- _DIRECTIONS_:
Start with the line containing "Can you find the blue sky?" and write out each line through the end of the listing, exactly as given.

- _DATA SHOWN_:

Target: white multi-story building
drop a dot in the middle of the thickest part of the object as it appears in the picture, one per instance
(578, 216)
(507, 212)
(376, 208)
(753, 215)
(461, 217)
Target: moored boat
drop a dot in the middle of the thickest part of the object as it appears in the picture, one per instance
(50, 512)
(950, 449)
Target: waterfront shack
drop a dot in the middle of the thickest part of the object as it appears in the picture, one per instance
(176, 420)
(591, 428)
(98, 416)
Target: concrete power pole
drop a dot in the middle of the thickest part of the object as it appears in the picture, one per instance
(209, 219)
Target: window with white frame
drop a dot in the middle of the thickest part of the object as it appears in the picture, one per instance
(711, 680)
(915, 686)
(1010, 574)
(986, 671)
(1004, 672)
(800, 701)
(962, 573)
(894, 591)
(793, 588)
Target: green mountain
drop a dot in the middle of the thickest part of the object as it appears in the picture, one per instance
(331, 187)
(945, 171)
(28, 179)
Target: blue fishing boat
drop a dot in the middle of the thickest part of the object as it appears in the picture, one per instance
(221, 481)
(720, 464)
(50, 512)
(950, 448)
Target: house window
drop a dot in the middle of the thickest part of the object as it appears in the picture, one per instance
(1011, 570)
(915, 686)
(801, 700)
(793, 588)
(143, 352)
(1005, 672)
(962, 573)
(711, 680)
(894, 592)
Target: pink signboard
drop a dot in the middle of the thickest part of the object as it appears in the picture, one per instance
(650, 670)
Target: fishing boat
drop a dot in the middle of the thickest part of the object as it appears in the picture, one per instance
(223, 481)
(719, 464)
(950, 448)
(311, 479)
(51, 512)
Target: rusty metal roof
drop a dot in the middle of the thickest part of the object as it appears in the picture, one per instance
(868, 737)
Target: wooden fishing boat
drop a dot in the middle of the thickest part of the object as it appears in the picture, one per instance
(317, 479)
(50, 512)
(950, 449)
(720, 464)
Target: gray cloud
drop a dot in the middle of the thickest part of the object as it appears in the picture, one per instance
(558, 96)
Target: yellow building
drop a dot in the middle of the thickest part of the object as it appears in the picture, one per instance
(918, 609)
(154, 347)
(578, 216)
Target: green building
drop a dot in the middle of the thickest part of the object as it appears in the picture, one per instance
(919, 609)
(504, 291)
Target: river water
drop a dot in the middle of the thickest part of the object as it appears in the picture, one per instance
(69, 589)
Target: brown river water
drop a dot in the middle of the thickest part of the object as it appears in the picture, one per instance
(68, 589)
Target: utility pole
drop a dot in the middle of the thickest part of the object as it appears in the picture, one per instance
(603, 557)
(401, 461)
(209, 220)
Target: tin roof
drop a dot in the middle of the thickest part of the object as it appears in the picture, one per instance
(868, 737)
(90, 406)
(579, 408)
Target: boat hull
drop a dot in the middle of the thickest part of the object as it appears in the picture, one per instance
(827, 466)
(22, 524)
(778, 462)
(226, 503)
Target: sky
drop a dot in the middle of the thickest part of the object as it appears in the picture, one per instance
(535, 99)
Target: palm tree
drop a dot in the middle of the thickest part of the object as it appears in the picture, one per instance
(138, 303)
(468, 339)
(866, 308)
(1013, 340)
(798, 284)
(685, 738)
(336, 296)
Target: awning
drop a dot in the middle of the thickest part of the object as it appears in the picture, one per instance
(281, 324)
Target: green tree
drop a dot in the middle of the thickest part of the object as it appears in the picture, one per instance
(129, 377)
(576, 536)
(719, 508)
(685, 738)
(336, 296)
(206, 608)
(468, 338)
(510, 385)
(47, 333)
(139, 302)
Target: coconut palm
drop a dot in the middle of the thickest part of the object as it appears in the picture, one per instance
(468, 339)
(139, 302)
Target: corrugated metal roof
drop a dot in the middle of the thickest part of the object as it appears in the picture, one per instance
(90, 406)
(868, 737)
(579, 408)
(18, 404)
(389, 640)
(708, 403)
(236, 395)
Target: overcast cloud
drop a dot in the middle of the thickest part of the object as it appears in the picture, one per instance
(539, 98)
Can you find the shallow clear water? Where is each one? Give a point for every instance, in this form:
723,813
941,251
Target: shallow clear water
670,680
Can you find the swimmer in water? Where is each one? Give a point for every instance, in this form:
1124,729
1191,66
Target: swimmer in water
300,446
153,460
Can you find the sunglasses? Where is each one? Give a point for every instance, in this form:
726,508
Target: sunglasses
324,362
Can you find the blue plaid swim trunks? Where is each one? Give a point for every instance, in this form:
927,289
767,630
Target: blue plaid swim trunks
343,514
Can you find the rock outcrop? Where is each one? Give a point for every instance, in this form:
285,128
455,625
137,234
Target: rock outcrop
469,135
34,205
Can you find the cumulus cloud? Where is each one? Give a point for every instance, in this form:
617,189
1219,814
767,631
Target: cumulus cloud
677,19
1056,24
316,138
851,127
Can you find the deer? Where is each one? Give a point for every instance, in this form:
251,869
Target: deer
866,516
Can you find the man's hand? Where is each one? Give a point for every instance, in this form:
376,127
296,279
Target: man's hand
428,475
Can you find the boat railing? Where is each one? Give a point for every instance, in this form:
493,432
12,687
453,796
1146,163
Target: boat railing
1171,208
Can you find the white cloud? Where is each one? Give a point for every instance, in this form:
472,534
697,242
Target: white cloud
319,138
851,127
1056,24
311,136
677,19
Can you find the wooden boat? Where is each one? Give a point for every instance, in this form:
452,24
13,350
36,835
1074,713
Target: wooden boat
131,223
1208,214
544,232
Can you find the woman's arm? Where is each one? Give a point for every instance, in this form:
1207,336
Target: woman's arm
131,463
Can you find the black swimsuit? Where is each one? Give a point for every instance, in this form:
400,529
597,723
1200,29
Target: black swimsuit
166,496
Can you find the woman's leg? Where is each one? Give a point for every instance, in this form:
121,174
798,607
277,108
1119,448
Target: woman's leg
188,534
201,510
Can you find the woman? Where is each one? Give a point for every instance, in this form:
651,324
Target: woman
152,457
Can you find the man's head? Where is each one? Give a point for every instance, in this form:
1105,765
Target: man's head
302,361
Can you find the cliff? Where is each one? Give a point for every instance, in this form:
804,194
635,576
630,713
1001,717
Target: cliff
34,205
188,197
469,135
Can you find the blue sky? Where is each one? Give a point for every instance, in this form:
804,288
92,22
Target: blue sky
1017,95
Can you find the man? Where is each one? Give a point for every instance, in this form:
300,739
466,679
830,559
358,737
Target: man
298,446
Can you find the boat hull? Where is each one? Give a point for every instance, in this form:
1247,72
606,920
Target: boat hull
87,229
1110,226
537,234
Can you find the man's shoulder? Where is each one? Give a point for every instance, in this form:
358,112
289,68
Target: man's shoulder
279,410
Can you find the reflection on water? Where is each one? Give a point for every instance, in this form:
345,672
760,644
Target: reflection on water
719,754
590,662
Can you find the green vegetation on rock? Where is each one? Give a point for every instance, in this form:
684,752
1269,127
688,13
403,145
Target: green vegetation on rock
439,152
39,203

- _ANSWER FOR THE TASK_:
Can you find the blue sky? Where is each one? Give a point for every instance, in this form:
804,288
92,22
Target: blue sky
1017,95
Can you find the man? Where is each one? Give a point for every instance, in this form:
300,739
466,679
830,559
358,737
Target: man
298,446
Can you find the boat hull? Where is each one? Give a point for every instance, in this form:
1247,72
606,920
Target: boat hull
87,229
1110,226
537,234
Can you find the man's shoulder? Where is each one? Give a point for every instance, in this form:
358,112
289,68
Target: man's shoulder
279,410
Can you find the reflection on water? Where is each one? Give a point for every instance, in this form:
345,672
760,644
Target: reflection on water
719,754
590,662
Can you find the green vegetation on rock? Where is each one? Give a point for every instance, in this form:
684,752
1269,127
688,13
403,145
Target: green vegetation on rock
439,152
39,203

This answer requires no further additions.